**Written task 1:** Copy out every line of the records that contains the word "covered".

**Text:**
::::
Opposing the claim, Serjeant Adams denied that the cart had been overloaded, noting that Priestley had continued on the journey after first witnessing Beeton's protest, and then hearing the cart crack near Peterborough. Nor could Fowler be held liable, Adams continued, as he was only bound to use "such ordinary care and diligence as he would use over himself," and the defendant had been satisfied as to the state of his property. In any event, Serjeant Adams asserted that as a legal matter, Fowler as a master was not liable to his servant Priestley. This was because there was "no such case in the books," and for good reason: "If the defendant was responsible in this case, every master was liable to any accident that might occur to his servant about his work." No evidence reveals the possible negligence of Priestley's fellow servants ever being raised or at issue during the trial.

===Judge rulings and jury verdict===
Without identifying a related judgment, Park, J. disagreed with Adams's contention "that there is no such case on the books," and refused to nonsuit the plaintiff, opining that "the defendant is liable." At the same time, he pointed out that the jury could consider Priestley's acquiescence in light of the wagon's condition, and granted Adams permission to move the full court in Westminster should the jury enter a verdict against his client. Next, instructing the jury, Park, J. stated that Fowler could not be held liable for a hidden defect in the wagon. Instead the only question here was,--and it was one of fact—was the van shamelessly overladen; was it laden unsafely and to a dangerous degree; and, if so, was the master acquainted with the fact? . . . if the jury were of opinion that the accident was occasioned by the 'pigheadedness' of the defendant in over-loading the van they would find for the plaintiff.

After deliberating for less than half an hour, the jury awarded Charles Priestley a sizeable £100.

===Exchequer Chamber===
During the following Michaelmas Term of 1836, Serjeant Adams obtained a rule to arrest the judgment on the ground "that there was nothing in the declaration to throw any liability on the master." Adams also moved for a new trial, but this part of the rule was abandoned when Fowler became bankrupt. As a result, the arguments presented on 16 January 1837 before the full Court of Exchequer were confined solely to the motion in arrest of judgment.

Showing cause, Serjeant Goulbourne began by conceding that a probable issue was whether Priestley had been required to ride in the van, or had been at liberty to walk alongside it. Such concern was vitiated when the Court of Exchequer intimated the sufficiency of the declaration on this subject. Next, after acknowledging that the suit was "a case of the first impression" without "precedent exactly in point," Goulbourne declared that the action was "maintainable on general principles of law," analogising Priestley's situation to that of "an ordinary coach passenger." To this, Abinger, C.B. raised the distinction that a coach passenger had no means of knowing the coach's condition, whereas a servant could make his own inspection. Serjeant Goulbourne averred that as in the coach/passenger situation, the master/servant relationship was contractual. The servant paid consideration with his labour, and the master was in turn duty bound "not to expose him to risk in performing these services." Because the jury had found for the plaintiff, two inferences had to be "intended," or drawn. First, that "it was the master's duty to provide a proper vehicle," and second, "that the master knew the van was overloaded."
::::
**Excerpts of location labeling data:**

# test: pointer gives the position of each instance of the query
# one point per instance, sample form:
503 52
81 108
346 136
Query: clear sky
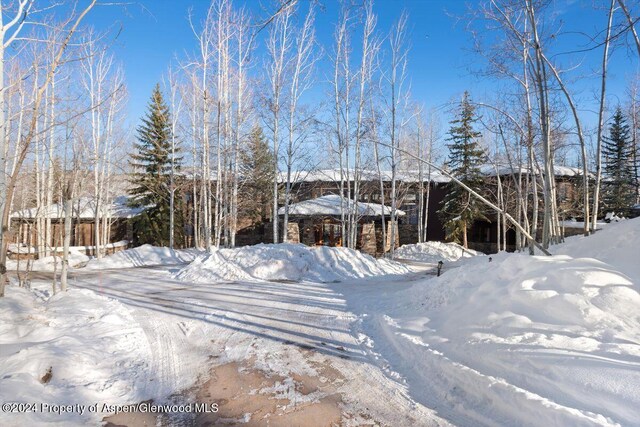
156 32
::::
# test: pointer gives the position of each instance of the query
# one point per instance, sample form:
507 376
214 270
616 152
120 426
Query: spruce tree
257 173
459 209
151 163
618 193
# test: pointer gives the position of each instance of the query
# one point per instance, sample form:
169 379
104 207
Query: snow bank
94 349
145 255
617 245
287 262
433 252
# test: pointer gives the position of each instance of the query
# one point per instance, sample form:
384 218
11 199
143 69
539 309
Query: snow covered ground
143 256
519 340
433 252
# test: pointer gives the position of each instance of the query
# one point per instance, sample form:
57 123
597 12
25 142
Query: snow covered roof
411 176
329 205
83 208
::::
**Written task 2:** Continue the account of Priestley's lawsuit against Fowler, picking up right after its last sentence.

**Written response 1:**
Query: snow covered ground
Query: snow covered roof

**Written response 2:**
Plaintiff's counsel concluded his averments by arguing that even if brought in assumpsit, the action would have alleged the same basis for recovery because the law implied a promise "co-extensive" to the violations of duty alleged under case in the declaration. In response, the Chief Baron opined that liability would exist in those circumstances if either the master had "maliciously designed" to injure his servant, or he had "positively guaranteed" his safety. Seizing upon this opening, Serjeant Goulbourne stated that after the verdict "it will be intended that the master was aware of the danger, and that he denied to the servant that there was any danger." Parke, B. then posed a hypothetical: "Suppose I send my servant on the roof, to clear away the snow; if the roof gives way am I liable?" Serjeant Goulbourne replied that the present case differed because "it is not a mere state of insufficiency; for the overloading of the cart is a positive act, which occasions the accident." At no point during the repartee did either Serjeant Goulbourne or the Exchequer Barons touch on the likelihood of Priestley's injury originating from the oversight of a fellow servant.

In arrest of the judgment, Serjeant Adams contended that the plaintiff had improperly framed his action in case rather than in assumpsit. This error was dispositive, for in order to maintain an action, five circumstances had to exist: First, that the van was overloaded, by defendant's order. Second, that plaintiff was ignorant of its being overloaded. Third, there must be an order by the defendant, to plaintiff, to go on the van. Fourth, that it was necessary for the plaintiff to do so, in order to perform his duty in respect of the goods. And, fifth, that the order shall be a lawful command which the servant is bound to obey.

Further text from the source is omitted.